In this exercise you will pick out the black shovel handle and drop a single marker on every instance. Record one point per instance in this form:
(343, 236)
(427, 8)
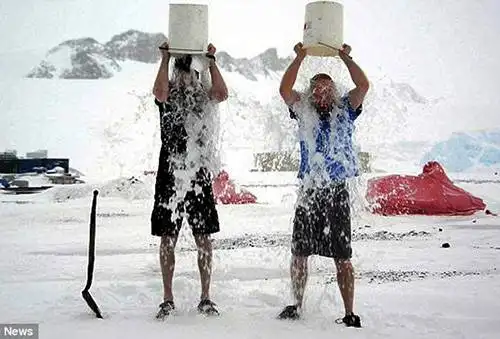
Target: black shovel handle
(90, 268)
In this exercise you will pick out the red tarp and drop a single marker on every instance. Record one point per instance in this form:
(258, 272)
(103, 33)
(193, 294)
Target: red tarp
(225, 191)
(430, 193)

....

> _The task_: Reproduce every line of the records above, including the requests, but scale each point coordinate in the answers by 1.25 and round to the nearest whole number, with halves rounding up. Keep the sample coordinates in the requests unchanged, and leave the pictures out.

> _Task output_:
In this exercise you will pick out the black shovel handle and drop a single marker on every instance. Record one point per instance in this form:
(343, 236)
(427, 8)
Target: black shovel handle
(113, 335)
In this exercise you will pick out the red tarp and drop a single marker on every instance. Record one point per instance in this form:
(258, 272)
(103, 33)
(193, 294)
Target: red tarp
(281, 239)
(538, 241)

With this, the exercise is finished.